**GIVEN EXERCISE**
Gather each line in the records below that contains the word "plaid" and copy those lines out in full.

**RECORDS**

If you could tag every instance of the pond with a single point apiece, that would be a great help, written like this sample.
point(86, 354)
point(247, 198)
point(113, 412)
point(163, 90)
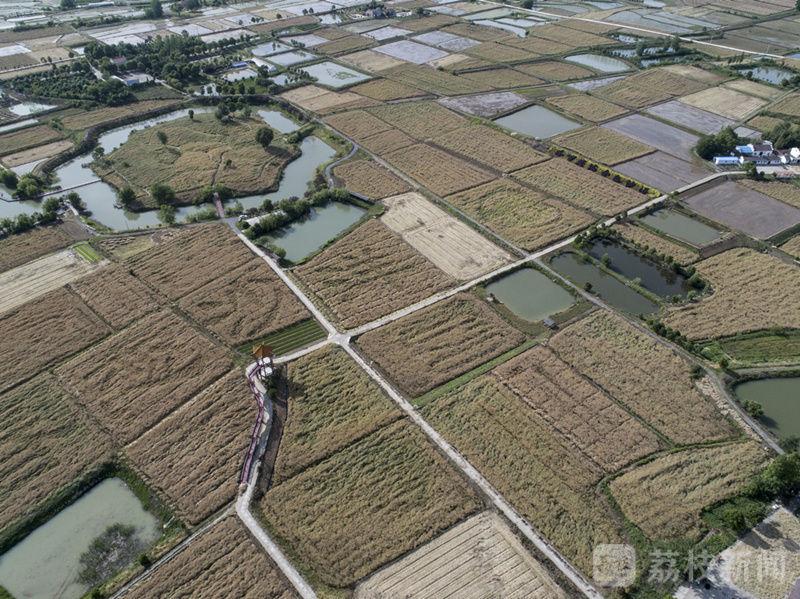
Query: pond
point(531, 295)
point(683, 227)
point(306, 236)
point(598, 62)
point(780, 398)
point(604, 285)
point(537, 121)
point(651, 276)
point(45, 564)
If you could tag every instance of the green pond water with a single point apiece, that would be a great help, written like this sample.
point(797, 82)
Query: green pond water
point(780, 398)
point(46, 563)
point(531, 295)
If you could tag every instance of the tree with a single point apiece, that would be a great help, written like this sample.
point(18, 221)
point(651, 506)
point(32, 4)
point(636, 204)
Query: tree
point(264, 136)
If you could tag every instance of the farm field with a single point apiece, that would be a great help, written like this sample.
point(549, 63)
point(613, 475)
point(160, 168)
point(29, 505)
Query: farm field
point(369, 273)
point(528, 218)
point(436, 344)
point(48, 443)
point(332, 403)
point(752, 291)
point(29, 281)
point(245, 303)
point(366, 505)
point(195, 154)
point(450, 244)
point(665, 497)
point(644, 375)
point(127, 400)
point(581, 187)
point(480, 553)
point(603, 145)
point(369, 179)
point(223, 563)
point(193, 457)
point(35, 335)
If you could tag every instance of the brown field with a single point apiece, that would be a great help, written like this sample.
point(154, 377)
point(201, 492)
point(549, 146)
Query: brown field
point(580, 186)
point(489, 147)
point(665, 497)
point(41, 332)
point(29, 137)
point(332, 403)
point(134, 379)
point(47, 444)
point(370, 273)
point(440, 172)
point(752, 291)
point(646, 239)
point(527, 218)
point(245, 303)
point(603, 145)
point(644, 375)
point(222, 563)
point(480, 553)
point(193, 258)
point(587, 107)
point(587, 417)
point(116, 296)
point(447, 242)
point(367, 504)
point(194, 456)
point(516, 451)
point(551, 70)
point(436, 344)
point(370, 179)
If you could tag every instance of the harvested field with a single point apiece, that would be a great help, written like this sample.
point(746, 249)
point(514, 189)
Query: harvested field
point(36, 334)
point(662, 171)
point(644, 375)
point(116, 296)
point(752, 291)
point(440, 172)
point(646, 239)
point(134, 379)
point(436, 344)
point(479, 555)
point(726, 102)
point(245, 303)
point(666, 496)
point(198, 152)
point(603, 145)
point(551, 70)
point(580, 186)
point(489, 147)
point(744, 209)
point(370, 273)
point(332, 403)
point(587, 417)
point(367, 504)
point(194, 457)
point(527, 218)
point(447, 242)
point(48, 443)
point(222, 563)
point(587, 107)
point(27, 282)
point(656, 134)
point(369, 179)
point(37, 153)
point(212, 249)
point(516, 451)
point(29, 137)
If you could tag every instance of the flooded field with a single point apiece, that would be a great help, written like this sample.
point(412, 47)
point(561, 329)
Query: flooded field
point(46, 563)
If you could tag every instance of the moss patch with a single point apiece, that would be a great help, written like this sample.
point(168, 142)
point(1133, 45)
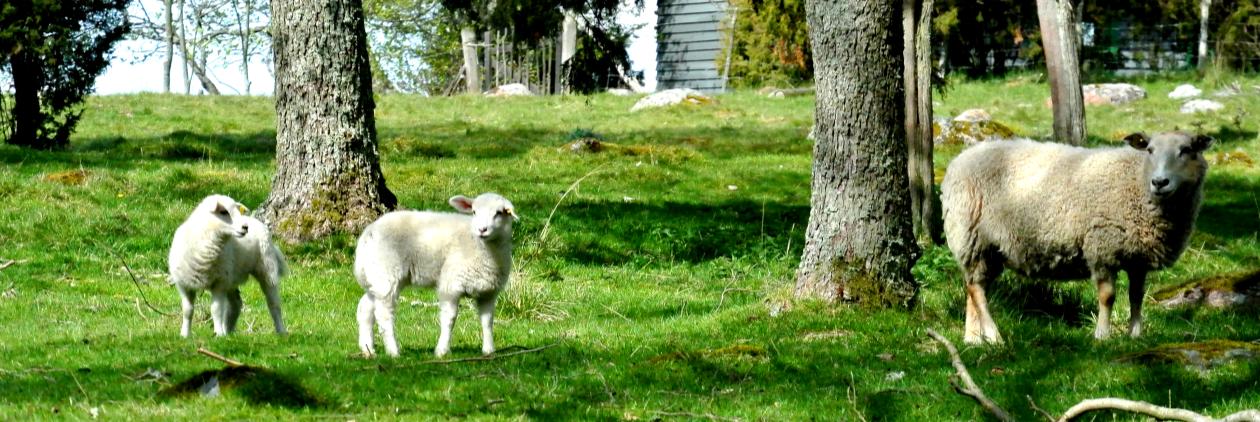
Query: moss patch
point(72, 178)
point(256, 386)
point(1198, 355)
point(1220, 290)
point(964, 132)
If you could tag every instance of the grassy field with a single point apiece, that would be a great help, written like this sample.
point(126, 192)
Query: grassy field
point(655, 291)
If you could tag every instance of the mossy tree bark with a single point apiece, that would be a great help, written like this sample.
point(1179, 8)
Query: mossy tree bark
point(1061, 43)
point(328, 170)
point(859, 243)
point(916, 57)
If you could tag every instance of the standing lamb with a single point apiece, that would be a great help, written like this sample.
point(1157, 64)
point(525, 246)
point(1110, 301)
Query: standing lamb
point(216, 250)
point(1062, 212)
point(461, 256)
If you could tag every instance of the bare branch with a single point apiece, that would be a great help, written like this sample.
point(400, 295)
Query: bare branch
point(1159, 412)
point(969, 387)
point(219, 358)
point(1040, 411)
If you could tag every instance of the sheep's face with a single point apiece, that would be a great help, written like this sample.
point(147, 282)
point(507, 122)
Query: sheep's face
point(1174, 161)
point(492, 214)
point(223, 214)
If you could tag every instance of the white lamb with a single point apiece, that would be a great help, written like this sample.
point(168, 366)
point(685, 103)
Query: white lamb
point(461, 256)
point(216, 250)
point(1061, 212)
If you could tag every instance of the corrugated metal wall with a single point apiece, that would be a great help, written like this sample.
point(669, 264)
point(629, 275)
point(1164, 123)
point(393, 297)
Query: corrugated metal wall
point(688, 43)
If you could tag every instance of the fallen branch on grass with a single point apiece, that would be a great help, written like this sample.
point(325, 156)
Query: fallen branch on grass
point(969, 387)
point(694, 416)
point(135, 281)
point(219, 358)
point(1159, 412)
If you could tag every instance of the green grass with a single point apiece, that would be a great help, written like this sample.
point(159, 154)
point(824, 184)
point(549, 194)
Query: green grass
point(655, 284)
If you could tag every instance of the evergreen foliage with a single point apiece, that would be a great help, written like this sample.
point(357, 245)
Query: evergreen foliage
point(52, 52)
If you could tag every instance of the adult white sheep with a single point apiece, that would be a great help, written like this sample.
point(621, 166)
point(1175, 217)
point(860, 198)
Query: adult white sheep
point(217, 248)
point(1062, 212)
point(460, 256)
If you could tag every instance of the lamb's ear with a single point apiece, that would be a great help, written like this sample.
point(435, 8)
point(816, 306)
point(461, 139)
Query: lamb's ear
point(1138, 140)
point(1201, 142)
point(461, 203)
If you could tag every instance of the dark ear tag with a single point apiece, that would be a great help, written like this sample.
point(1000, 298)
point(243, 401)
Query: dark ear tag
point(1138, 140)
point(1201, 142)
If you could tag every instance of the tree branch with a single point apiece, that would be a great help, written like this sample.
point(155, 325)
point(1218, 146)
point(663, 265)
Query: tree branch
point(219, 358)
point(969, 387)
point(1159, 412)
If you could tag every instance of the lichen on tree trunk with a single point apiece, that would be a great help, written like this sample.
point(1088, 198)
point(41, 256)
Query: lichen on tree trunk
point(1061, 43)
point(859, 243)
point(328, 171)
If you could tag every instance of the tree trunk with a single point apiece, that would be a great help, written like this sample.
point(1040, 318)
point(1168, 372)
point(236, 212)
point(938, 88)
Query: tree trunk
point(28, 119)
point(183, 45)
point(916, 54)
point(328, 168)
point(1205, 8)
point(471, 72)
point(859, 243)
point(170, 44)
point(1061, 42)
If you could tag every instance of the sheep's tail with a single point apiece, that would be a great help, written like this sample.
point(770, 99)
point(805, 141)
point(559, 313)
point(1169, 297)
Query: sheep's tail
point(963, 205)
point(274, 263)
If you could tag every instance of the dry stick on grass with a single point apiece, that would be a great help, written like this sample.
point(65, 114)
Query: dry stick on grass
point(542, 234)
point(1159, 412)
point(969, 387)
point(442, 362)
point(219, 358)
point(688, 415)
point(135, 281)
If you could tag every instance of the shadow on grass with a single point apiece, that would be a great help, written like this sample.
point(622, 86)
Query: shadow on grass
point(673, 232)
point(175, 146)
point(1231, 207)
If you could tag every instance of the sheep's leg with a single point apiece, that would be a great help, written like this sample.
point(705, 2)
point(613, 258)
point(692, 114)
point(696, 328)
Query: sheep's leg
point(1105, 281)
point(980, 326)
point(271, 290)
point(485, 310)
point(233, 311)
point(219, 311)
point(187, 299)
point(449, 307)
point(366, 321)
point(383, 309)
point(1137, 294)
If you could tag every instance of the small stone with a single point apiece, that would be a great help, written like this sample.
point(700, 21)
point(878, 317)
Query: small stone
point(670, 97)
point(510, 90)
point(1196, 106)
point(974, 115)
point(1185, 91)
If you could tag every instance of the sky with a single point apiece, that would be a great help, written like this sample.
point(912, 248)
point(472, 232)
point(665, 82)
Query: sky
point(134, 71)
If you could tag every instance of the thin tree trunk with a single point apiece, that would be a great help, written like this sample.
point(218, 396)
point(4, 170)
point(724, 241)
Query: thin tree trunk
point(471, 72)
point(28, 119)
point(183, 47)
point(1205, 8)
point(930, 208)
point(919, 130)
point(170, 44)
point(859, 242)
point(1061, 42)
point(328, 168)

--

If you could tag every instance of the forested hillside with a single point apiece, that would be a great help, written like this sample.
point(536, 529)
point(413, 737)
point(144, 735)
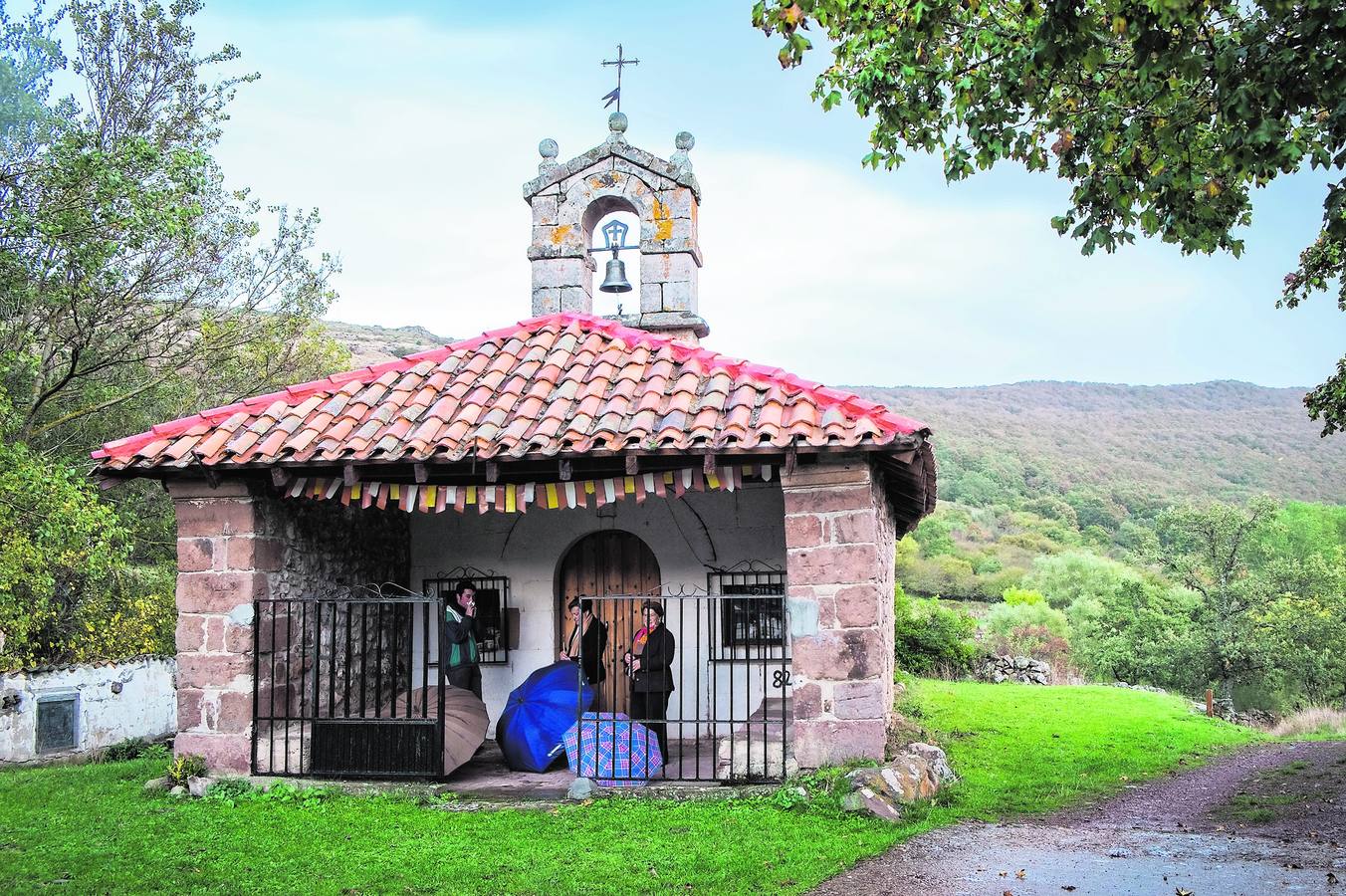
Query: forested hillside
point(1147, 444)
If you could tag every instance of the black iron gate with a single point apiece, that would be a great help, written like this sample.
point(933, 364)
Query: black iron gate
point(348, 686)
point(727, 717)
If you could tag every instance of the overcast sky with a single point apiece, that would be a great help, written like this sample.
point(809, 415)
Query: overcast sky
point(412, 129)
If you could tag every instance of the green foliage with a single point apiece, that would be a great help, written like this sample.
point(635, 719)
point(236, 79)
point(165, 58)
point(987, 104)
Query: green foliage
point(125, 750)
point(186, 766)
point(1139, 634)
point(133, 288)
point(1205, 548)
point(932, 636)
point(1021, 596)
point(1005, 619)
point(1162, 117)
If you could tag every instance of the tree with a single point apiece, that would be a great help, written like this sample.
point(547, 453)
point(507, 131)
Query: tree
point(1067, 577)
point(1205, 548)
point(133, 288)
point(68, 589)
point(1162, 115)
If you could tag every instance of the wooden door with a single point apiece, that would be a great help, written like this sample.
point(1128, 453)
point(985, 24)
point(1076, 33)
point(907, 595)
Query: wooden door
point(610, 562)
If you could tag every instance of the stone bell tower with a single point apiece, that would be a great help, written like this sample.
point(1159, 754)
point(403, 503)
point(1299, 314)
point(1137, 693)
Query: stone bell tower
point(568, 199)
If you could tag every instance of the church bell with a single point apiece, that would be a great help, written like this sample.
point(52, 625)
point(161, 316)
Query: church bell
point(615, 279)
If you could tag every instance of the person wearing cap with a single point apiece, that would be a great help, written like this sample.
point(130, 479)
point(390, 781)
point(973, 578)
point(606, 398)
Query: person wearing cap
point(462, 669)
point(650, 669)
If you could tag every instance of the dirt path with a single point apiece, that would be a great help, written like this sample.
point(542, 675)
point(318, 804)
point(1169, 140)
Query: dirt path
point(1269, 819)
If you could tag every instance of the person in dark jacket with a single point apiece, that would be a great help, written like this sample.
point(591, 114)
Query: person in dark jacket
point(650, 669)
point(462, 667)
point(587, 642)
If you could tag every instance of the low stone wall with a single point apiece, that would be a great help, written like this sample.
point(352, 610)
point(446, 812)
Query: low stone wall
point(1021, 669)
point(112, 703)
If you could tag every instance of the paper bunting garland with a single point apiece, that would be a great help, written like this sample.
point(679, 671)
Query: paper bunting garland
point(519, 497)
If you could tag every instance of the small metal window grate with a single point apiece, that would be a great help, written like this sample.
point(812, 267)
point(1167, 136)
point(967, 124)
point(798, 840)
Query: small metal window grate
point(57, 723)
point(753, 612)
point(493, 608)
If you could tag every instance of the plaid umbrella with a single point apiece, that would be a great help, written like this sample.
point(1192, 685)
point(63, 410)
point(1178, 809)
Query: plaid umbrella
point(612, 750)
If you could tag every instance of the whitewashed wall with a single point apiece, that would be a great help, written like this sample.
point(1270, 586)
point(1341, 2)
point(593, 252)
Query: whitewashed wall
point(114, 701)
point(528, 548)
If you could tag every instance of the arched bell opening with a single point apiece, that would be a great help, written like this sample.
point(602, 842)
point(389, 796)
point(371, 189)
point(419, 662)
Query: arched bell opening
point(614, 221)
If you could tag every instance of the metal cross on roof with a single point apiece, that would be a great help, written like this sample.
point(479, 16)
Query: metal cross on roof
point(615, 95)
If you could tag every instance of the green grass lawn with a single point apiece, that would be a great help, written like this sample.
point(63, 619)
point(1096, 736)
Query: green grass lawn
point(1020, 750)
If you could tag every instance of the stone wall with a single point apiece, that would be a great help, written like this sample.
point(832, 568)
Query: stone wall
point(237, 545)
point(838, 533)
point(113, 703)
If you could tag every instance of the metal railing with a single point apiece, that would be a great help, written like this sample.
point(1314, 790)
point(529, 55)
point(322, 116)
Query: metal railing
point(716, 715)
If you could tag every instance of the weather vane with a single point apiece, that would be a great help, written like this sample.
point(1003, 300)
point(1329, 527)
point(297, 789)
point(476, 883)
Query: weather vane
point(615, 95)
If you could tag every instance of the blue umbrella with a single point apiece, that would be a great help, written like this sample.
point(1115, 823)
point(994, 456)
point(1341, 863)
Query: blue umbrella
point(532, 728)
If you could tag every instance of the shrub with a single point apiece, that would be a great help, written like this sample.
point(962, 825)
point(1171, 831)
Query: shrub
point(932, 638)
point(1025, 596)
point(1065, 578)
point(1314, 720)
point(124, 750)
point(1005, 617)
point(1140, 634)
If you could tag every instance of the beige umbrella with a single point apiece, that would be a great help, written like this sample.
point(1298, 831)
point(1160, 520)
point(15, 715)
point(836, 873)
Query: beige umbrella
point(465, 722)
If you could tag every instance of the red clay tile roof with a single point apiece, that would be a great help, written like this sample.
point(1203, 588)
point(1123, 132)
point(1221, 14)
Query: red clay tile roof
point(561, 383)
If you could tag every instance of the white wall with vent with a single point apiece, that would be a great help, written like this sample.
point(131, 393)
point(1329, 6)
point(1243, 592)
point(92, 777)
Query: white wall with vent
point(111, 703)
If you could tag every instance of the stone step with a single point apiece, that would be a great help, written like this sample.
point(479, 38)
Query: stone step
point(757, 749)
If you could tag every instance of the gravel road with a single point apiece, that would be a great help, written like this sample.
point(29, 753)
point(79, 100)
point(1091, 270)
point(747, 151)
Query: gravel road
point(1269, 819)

---

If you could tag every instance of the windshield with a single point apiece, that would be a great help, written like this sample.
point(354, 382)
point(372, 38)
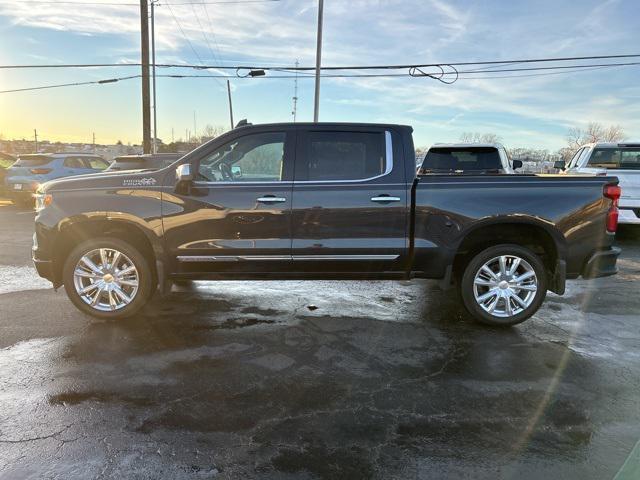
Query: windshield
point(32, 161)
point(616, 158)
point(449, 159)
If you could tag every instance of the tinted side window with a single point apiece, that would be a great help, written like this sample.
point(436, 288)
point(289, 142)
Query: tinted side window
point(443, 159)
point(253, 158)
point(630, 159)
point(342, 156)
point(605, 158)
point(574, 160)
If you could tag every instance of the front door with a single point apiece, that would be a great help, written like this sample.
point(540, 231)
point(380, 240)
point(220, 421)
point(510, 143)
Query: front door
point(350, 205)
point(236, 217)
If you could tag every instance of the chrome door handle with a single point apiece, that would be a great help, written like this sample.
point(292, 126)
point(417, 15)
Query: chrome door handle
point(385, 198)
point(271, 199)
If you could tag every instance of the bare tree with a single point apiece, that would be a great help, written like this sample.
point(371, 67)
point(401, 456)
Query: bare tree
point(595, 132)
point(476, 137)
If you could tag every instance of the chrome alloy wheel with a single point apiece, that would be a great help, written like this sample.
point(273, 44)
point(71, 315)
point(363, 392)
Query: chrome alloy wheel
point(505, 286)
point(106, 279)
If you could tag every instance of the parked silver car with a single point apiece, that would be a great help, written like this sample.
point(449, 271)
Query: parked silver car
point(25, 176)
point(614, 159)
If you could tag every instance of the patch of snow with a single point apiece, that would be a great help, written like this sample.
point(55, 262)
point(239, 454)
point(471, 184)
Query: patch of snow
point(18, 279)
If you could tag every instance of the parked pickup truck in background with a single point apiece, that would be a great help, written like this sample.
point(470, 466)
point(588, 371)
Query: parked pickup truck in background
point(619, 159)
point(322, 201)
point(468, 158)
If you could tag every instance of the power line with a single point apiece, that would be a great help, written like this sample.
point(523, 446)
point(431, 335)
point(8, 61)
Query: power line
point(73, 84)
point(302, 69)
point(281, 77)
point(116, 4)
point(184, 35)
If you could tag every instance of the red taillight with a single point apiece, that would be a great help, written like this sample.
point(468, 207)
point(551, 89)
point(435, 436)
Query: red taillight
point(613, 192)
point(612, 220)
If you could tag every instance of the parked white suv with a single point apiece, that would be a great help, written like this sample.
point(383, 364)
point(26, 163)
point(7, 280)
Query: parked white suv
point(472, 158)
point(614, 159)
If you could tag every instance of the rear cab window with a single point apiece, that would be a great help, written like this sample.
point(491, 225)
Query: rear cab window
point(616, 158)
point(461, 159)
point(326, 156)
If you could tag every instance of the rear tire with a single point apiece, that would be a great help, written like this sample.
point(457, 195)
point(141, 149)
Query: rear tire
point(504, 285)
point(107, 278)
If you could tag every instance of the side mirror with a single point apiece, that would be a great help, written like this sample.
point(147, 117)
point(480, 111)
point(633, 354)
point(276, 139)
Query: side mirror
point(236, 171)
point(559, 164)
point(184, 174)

**TASK SOLUTION**
If you could tag every instance of the plaid umbrella with a single point apiece, that would be a great help, written like this sample.
Query: plaid umbrella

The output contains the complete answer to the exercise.